▶ **DIRECTIONS**: Reproduce every line of the records below word for word, omitting the pictures.

▶ **INFORMATION GIVEN**:
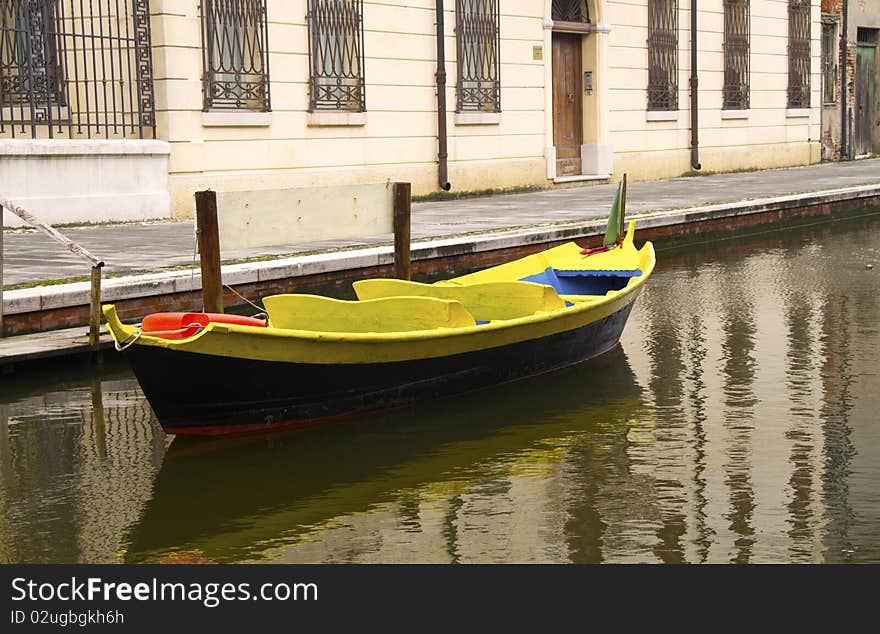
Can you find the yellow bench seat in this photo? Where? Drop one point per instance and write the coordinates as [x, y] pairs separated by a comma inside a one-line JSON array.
[[486, 301]]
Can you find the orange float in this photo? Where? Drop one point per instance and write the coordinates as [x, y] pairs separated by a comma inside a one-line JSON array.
[[183, 325]]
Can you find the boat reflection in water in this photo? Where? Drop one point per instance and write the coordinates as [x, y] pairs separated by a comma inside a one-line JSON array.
[[480, 477]]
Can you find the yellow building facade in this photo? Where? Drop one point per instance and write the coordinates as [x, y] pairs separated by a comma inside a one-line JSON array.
[[252, 94]]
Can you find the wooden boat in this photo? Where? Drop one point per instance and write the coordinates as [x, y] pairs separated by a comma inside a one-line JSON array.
[[249, 498], [318, 359]]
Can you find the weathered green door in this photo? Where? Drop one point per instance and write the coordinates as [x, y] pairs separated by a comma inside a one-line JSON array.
[[866, 98]]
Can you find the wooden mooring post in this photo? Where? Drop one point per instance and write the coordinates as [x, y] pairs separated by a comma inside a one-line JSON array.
[[402, 217], [208, 232]]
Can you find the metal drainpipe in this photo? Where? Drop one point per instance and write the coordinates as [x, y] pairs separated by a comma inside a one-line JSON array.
[[695, 115], [844, 92], [442, 154]]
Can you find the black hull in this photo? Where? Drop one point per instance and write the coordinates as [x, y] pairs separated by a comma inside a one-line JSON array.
[[200, 394]]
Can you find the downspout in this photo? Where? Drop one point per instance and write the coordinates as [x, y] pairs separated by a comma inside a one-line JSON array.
[[442, 154], [844, 92], [695, 104]]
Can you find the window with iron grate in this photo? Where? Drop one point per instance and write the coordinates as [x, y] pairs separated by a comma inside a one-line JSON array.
[[569, 11], [736, 54], [662, 54], [829, 62], [478, 39], [235, 55], [336, 56], [799, 53]]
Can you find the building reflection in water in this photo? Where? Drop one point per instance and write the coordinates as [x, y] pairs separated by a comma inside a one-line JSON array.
[[737, 423]]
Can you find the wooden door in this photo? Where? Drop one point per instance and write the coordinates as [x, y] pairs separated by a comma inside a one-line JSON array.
[[866, 90], [568, 124]]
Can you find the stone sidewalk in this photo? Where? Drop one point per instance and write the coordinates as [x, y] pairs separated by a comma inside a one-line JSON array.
[[31, 257]]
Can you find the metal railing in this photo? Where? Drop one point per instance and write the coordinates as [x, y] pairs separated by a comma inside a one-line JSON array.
[[336, 55], [76, 69], [73, 247]]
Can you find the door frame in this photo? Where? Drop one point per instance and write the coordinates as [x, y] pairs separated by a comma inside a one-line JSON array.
[[597, 156]]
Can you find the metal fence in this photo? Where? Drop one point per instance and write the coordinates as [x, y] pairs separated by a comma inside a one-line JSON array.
[[336, 55], [77, 69], [477, 31]]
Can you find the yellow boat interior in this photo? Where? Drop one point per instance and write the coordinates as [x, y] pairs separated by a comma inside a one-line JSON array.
[[544, 285]]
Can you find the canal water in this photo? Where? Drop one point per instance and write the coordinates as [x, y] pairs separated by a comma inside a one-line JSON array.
[[737, 422]]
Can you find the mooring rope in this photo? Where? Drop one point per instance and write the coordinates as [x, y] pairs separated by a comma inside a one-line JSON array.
[[240, 296]]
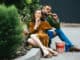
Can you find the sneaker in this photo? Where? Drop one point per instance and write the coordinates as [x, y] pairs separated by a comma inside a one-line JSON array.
[[74, 48]]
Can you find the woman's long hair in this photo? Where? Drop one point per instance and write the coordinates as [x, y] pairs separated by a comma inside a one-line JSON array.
[[33, 17]]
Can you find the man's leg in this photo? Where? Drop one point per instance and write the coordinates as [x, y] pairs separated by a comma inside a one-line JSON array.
[[63, 37]]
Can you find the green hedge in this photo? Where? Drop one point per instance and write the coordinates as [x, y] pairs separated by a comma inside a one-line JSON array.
[[10, 31]]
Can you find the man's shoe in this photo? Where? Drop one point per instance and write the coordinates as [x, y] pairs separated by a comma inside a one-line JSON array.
[[75, 49]]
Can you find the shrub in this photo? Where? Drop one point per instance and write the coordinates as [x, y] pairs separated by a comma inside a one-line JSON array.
[[10, 31]]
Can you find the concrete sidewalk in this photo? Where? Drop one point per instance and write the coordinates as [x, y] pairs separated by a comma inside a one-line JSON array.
[[73, 33]]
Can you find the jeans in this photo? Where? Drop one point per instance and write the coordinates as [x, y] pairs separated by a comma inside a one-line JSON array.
[[61, 35]]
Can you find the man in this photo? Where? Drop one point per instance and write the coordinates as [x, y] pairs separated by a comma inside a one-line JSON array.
[[53, 20]]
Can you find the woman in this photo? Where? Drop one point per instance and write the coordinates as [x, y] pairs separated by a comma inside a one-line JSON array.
[[38, 37]]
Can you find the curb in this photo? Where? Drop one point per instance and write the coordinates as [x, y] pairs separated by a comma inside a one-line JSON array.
[[33, 54]]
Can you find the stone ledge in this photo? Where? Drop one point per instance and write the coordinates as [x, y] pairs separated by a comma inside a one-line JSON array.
[[33, 54]]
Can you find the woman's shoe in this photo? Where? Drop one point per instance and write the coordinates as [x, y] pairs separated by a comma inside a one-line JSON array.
[[53, 52]]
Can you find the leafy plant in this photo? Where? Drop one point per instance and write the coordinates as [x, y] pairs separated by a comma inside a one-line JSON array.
[[10, 31]]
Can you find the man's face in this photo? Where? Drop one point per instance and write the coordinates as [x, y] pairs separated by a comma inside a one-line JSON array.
[[47, 9]]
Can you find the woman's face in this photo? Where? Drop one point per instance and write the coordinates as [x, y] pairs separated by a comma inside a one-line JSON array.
[[47, 9], [38, 14]]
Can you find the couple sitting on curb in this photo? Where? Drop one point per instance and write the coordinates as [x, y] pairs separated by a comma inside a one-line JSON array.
[[40, 35]]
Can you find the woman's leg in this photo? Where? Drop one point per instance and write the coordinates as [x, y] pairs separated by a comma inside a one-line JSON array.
[[44, 49]]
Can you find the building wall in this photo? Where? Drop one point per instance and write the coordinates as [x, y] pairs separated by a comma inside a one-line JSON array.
[[68, 10]]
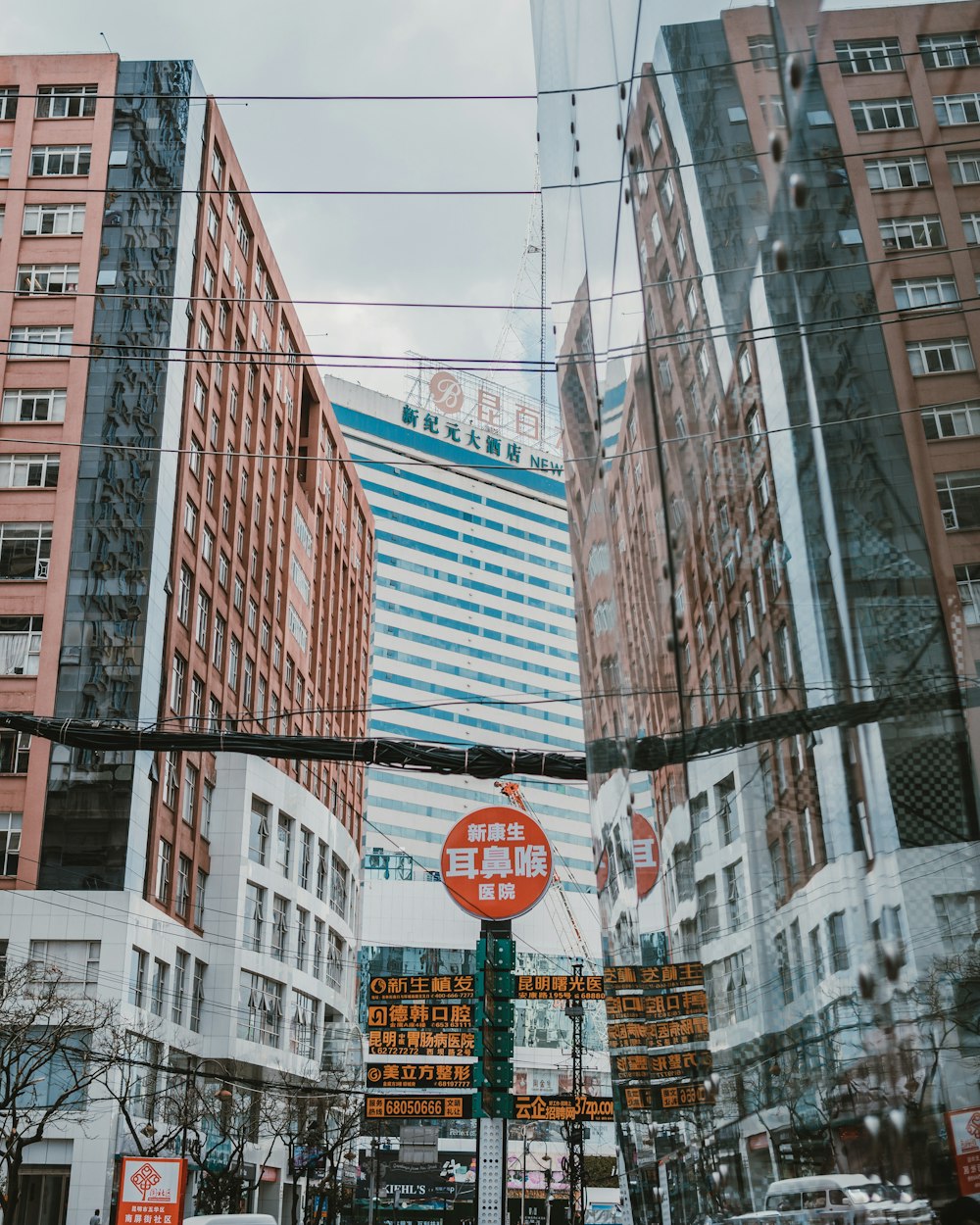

▶ **RESULT OF THIS TASK**:
Can you find the yellow bench seat in this photo? Where? Drop one point per instance and write the coordinates as [x, y] pairs separated by a comma inside a one-line JSON array.
[[486, 301]]
Can you find the orange float in this photo? Where? Drop one point per instance and write the coordinates as [x, y] pairs separated by a comma inside a one-line JSON array.
[[183, 325]]
Can you find the boat reflection in water in this photo? Where? Drop one point per instance and write the coordinates as [x, y] pairs separated by a comma inside a one-line JSON array.
[[480, 477]]
Can you find the yellow building facade in this photo? Where? Drop one point per instance and write the coordinates as [x, y] pairs separated by a comma inside a one-line JSON array.
[[252, 94]]
Can you find the wooden boat in this photo? Where? Drop one point per instance and write the coordinates as [x, y] pairs separated by a comma inside a one-line JSON array.
[[249, 498], [318, 359]]
Can you find the weathered green door in this photo? Where? Drop one point per instance and write the coordinates as [x, y] pairs separated by a comma inside a one-line JSON array.
[[866, 98]]
Can you find the wooden mooring post in this photo? Where? Drop one point per instance and write the coordinates as [x, y] pairs separated by a comma inside a one-line JSON array.
[[402, 217], [208, 232]]
Can you find the metal drainpipe in this photo? Where? Drop one point per instance and write the coordinates as [x, y] pairs separated by a comma inside a one-line JSON array.
[[695, 115], [844, 92], [442, 154]]
Can you find the black hull in this photo? Where? Drop one point per instance and write the coordinates as [x, y] pairs separated by a comma inside a one-line JSON array.
[[200, 394]]
Can you find the downspout in this photo? Where? Drop one point per instance and write the coordinates as [x, y] pairs separated by a comma inside a one-line JSON array.
[[442, 154], [844, 92], [695, 104]]
Can you find the window with iron grate in this photo? Where? Drop one point per instance and write the coordinates as [x, y] pairs separated by a comma inside a one-line JSON array.
[[569, 11], [736, 54], [662, 54], [829, 62], [478, 39], [235, 55], [336, 56], [799, 53]]
Can you find the building reflection in water in this photo? Where? Drop one point per instance and write the coordinates as [x, y] pairs separated by a comma inside a one-line JSON array.
[[737, 423]]
Can you find the wooden door in this photo? Where? Drop one point per instance and write the coordinates as [x, y] pairs separated by a comma inside a one-line JSON array.
[[866, 90], [568, 124]]
Can you find the stone sidewalk in this photo? Where? Drop one point per instance and write the coordinates as [x, y] pairs separated by a comma inside a one-line JSON array.
[[31, 257]]
Can you find the metal railing in this photo? Where? Drop one point per instance and write the coordinates as [x, y] pairs separated by a comma inside a one-line JSON array.
[[336, 55], [76, 69], [73, 247]]
Can you find the door frame in this photo? Where? Drop one point per instance and write the coordinates as [x, y] pairs separated by a comma inside a one-line JSON array.
[[597, 156]]
Can you find the metal fence in this photo? Where? Drop one point per instance and write the coordinates as [x, y] pairs separated by a comma inside a one-line JSON array.
[[336, 55], [77, 69], [477, 31]]
Can you find the yellow boat interior in this photo? Where? Drop one point per instance and write the coordinates as [x, y] pairs separated by a comma inside a one-line JSON array.
[[544, 285]]
Can you find the canal water in this photo? Where? Drop one point per instance and write the coordinates as [x, y] pairs separated by a comma inside a one-line JSON array.
[[737, 422]]
Can you find the mooring rope in this photo? Where? Drop one point per instance and write the coordinates as [x, y] pairs separated by a comma inside a one-line JSON array.
[[240, 296]]
Can you find the sneaker in this photo? Where? Drop one point per instance and write the coordinates as [x, y] pairs separated by a comma inside a one-line JSON array.
[[74, 48]]
Can you find the woman's long hair in this photo? Where? Drop one point per instance and write the coordinates as [x, y] pairs separated by a comma inside a one-line JSON array.
[[33, 17]]
Can you find the man's leg in this photo? Where? Drop one point per instance and write the coordinates as [x, y] pairs separated by a comma inside a one-line JSON array.
[[63, 37]]
Can you find the green hedge in this photo? Where? Drop one point per instance and write the coordinates as [x, y] pairs separated by a comma inside a one-line JSON array.
[[10, 31]]
Can you find the man's shoe in this photo? Where? Drop one point per instance and write the coordinates as [x, y] pairs separated by a comma inside a one-line JSON array.
[[75, 49]]
Can you find the shrub in this photo? Where? Drop one point per instance and write the coordinates as [x, y] pairs separated by a comma inside a one-line JSON array.
[[10, 31]]
Can you find the concrete sidewalk in this photo? Where? Drop one point per instance and write the coordinates as [x, y] pairs separated by a comma inside a one-line JSON array.
[[73, 33]]
Can you find the jeans in this photo? Where? Drop one point per instance and write the coordinates as [x, y] pairs separated by a comma inside a one-line JSON array.
[[61, 35]]
Can you find the man in this photo? Where? Drop one point per instance and write the coordinates as [x, y] pairs separated by a comma inside a one-line JSON array.
[[53, 20]]
Can you find the woman in this photo? Where? Drop one point per instance and write the coordinates as [x, y] pairs separated by a comma inside a one-line JSON array.
[[38, 37]]
Can you find the curb in this photo? Where? Drop one point per instance and write the coordinates as [x, y] pairs separated by a comma inside a one-line JSON array.
[[33, 54]]
Can you find the stone ledge in this photo? Where? Drop one point per instance and write the coordinates as [x, y] pairs separated by a comma inside a one-line JSON array.
[[33, 54]]
Can you find the woman's shoe in this photo? Where? Drop one point per instance and write the coordinates as [x, y] pairs separated by a comma inside a one-line JSON array.
[[53, 52]]
Can you find the leafy plant in this photo? Where? Drop one point per instance and write the coordinates as [x, y] pairs separated by a comma inside a one-line JSON array.
[[10, 31]]
Can you find the man's face in this photo? Where? Drop one point per instance and write the coordinates as [x, y] pairs separated by a comma inside a one-line JSON array.
[[47, 9]]
Can you find the woman's face in this photo? Where? Drop one point per instance and write the coordinates as [x, y] pairs separated by a comma inside a one-line JSON array.
[[47, 9], [38, 14]]
Can you find the couple sitting on curb in this photo? Where? Drop one point per instance and write the coordinates as [x, y] pairs separated by a comma inside a one-line JSON array.
[[40, 35]]
Can you find the woman's leg in this photo? Where? Drop one point per instance and write the coordinates as [x, y] pairs separated by a comma inside a one-line JSON array.
[[44, 49]]
Can you find the building wall in this photo? Where? Drop one point per instance and write the coordinates as [x, y] pairs separated by a comma inside a one-line JSON array.
[[68, 10]]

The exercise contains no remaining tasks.